ACTION ITEM: Please reproduce exactly the line that contains "the specified teal" and every line after it through the end of the records below, adding nothing else.

RECORDS SUPPLIED:
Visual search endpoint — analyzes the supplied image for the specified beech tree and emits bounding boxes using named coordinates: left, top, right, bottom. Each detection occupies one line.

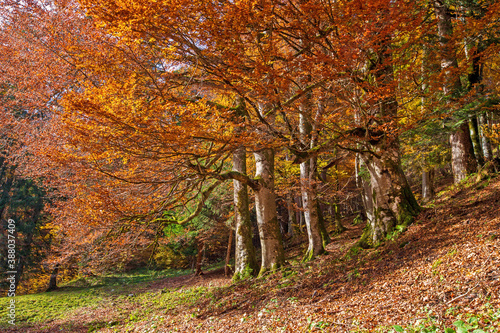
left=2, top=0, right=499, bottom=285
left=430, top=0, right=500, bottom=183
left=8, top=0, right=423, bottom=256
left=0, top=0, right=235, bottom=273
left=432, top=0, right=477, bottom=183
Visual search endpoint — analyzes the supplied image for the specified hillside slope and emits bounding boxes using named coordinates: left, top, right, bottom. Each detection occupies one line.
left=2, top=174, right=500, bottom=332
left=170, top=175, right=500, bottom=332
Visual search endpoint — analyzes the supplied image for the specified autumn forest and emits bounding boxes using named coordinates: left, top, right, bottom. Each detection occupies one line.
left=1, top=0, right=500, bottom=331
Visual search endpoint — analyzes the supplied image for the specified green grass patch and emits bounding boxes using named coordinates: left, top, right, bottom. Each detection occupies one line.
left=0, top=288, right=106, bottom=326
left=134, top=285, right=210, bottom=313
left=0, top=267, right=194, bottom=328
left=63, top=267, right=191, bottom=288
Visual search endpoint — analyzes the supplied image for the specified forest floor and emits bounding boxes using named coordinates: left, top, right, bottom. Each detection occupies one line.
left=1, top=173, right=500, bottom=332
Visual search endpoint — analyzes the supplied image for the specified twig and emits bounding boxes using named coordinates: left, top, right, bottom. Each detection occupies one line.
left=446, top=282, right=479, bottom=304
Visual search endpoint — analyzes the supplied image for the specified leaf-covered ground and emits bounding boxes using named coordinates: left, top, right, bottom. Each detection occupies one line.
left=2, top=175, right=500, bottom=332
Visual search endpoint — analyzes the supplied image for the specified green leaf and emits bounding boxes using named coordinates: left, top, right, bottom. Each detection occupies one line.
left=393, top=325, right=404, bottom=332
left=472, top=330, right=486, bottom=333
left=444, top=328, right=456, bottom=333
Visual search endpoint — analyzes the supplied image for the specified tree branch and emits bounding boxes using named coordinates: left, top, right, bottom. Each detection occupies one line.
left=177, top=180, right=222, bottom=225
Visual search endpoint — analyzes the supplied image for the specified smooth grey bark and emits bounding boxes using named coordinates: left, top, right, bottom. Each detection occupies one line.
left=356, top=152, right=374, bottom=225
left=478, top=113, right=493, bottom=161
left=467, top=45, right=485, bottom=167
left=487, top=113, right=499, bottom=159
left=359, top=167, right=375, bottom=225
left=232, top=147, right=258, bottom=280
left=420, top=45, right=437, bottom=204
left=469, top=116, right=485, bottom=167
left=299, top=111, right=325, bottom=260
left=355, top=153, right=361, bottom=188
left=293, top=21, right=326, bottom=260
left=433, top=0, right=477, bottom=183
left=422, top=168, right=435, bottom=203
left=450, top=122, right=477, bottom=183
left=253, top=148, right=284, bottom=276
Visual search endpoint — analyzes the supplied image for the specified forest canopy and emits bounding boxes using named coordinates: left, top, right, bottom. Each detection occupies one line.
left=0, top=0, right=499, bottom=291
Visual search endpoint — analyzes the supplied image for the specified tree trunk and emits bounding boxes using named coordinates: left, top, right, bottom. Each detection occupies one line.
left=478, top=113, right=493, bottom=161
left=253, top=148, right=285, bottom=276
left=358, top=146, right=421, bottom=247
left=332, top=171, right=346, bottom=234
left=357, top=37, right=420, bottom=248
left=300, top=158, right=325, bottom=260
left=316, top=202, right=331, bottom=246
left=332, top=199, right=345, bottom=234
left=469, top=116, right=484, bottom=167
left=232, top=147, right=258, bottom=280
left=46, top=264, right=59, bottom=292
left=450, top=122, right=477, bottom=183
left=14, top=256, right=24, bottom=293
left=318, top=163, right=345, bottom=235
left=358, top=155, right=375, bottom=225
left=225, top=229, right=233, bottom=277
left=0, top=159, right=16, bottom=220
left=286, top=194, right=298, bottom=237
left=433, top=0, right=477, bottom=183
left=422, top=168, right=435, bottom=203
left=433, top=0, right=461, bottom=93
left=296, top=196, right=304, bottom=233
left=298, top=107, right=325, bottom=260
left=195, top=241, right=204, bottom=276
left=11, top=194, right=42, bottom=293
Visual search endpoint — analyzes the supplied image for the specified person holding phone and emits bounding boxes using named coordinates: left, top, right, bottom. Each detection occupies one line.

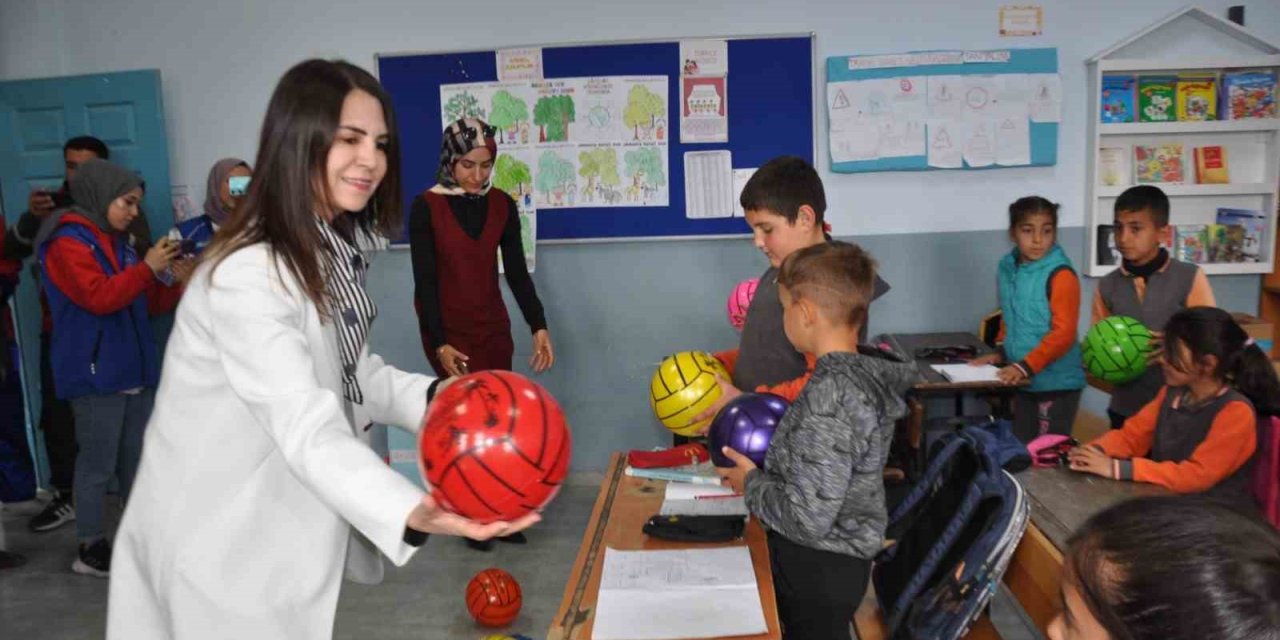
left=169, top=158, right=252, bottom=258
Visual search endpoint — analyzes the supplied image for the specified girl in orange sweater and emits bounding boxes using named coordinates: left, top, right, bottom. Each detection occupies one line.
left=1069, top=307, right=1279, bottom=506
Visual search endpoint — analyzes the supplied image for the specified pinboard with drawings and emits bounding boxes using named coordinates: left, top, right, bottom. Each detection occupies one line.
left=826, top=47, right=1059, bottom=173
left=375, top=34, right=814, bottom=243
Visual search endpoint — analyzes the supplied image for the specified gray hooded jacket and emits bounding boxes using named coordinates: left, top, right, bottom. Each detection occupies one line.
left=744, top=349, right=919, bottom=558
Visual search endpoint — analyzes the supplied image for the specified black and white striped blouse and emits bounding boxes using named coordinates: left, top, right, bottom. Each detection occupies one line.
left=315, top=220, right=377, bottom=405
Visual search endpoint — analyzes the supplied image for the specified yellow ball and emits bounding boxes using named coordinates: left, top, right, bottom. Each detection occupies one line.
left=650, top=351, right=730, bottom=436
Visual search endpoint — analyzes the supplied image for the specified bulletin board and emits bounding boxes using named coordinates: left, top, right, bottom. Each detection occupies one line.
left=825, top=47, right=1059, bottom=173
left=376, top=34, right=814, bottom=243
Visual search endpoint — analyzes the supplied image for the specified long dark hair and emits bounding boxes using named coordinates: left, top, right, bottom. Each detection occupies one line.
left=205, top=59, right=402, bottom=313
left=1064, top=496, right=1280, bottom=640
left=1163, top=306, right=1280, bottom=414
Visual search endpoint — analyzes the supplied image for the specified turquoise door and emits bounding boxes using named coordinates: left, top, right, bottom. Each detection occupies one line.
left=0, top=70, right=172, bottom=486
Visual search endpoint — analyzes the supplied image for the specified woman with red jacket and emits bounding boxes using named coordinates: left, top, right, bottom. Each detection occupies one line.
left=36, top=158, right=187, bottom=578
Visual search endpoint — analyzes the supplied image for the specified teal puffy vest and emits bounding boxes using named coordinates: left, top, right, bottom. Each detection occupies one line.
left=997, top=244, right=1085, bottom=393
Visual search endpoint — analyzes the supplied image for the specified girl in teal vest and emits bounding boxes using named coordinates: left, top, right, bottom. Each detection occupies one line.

RESULT:
Visual search endpoint — analyzes the supplied image for the specified teal puffy vest and emits bounding boxes using named coordinates: left, top, right, bottom. Each detection occupies one line.
left=997, top=244, right=1085, bottom=393
Visual search endpoint — analyzes the supplied image for the specified girl in teal vest and emits bounding boxes using named coordinates: left, top, right, bottom. Each detection occupies one line.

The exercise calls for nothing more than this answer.